# Start of Information supplied
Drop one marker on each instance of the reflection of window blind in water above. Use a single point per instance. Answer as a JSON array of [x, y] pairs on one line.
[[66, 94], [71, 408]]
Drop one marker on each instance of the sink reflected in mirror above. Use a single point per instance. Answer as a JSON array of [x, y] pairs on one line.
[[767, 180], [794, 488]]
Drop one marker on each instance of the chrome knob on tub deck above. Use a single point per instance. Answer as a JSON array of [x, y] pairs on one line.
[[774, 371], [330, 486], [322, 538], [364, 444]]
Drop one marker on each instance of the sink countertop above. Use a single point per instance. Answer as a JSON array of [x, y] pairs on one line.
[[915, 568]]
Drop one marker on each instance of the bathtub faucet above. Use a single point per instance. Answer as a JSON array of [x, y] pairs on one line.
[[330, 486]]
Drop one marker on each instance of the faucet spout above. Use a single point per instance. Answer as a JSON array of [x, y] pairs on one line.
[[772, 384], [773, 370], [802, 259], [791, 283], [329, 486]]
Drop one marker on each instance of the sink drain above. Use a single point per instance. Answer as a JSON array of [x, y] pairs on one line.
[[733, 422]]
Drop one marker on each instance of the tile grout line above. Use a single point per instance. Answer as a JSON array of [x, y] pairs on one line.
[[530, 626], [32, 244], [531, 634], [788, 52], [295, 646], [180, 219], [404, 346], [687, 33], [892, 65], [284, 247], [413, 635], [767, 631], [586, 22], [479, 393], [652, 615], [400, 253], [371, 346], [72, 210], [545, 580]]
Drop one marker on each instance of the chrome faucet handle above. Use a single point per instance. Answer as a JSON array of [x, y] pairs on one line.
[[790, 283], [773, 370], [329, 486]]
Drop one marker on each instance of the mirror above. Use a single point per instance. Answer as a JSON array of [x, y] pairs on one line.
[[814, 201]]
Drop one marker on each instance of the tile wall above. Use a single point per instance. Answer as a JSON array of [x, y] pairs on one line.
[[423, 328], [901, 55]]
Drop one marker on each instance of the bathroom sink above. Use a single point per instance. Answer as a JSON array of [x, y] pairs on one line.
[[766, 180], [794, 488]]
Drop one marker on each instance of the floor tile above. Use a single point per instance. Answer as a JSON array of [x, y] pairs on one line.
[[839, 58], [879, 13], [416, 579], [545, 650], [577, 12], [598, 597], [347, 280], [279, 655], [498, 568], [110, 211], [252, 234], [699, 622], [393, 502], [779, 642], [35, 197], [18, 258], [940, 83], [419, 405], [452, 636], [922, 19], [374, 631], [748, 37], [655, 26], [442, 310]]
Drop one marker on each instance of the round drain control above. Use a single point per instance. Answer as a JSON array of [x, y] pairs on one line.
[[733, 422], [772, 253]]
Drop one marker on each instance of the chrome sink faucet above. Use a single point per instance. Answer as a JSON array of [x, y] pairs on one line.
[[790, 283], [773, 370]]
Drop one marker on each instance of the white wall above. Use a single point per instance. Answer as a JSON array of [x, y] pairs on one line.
# End of Information supplied
» **Task goal**: Repeat every row above word for word, with nothing changed, added, or left out.

» **Result below**:
Drop one marker on each instance of the reflection of window blind in water above. Use a single point per instance. Answer as a JSON array of [x, y] pairs on one line.
[[66, 94], [71, 408]]
Drop one marker on each instance of the sink reflected in mirror above. Use a single point per instance. Answer as a JSON array of [x, y] pairs on one line.
[[767, 180], [794, 488]]
Drop one marker on each instance of the chrome knob on tub deck above. Use a single point per instance. Answer as a JSON array of [x, y] pairs on one line.
[[774, 371], [330, 486], [322, 538], [364, 444]]
Drop one marker on each instance of the sink countertop above. Use a single point per instance. Answer as a JSON array of [x, y] pairs on one line.
[[915, 568]]
Drop one marker on each instance of the bathtub faucet above. Use a single point per instance. Answer as a JSON array of [x, y] pairs on one line.
[[330, 486]]
Drop one marker on each instance of the faucet spout above. Use a single point per instance. Answer as a JSON array of [x, y] pairs on one line.
[[772, 384], [773, 370], [802, 259], [791, 283], [329, 486]]
Drop one marker on each instance of the sink drain above. Use a single point per instance. Answer as a JSON array of [x, y] pairs on one line.
[[733, 422]]
Drop one marker on each instance of the tile grout line above. Use a single point per instance. Answer as a JSON array of [x, y] pairs on one line.
[[530, 626], [32, 244], [531, 634], [788, 52], [295, 646], [180, 219], [404, 346], [687, 33], [892, 65], [284, 247], [413, 635], [767, 631], [586, 22], [479, 393], [652, 615], [400, 253], [371, 346], [72, 210], [545, 580]]
Drop one marker on each instance of the chrome faucet handle above. Use a single point per instance. Answer as a JSON array of [x, y] pairs on one line.
[[790, 283], [773, 370], [329, 486]]
Drop one marker on each instance of the mirror above. Use a single point per instance. Answer as a JSON array of [x, y] pairs on one line.
[[814, 201]]
Drop one marker on each instance of the tile wall above. Use a single point per instance. Answer as a JSON array of [x, y] pairs on one line.
[[423, 328], [901, 55]]
Drop one marker on each instance of the bathroom sink above. Use a single point per instance. Answer as a JSON array of [x, y] pairs on one line.
[[766, 180], [794, 488]]
Drop one marker on each instance of the floor tile above. Use a single point per instance. Answer as a JSON array of [x, y] pairs on one line.
[[839, 58], [879, 13], [416, 579], [545, 650], [577, 12], [598, 597], [347, 280], [279, 655], [498, 568], [110, 211], [252, 234], [699, 622], [393, 502], [779, 642], [35, 197], [18, 258], [940, 83], [419, 405], [452, 636], [922, 19], [374, 631], [748, 37], [655, 26], [442, 310]]
Drop one marker on each instance of the round drain control above. Use a single point per instance. Answer as a JSON array of [x, y] pairs on one line.
[[733, 422], [772, 253]]
Drop one marker on each instance of the chrome sink faucet above. Use a single point per instance. Answer as a JSON array of [x, y] pairs on one line.
[[790, 283], [773, 370]]
Drop one marker on each instance of the white wall above. Use a single point per instance. Answer as a JSON array of [x, y] pairs on one line.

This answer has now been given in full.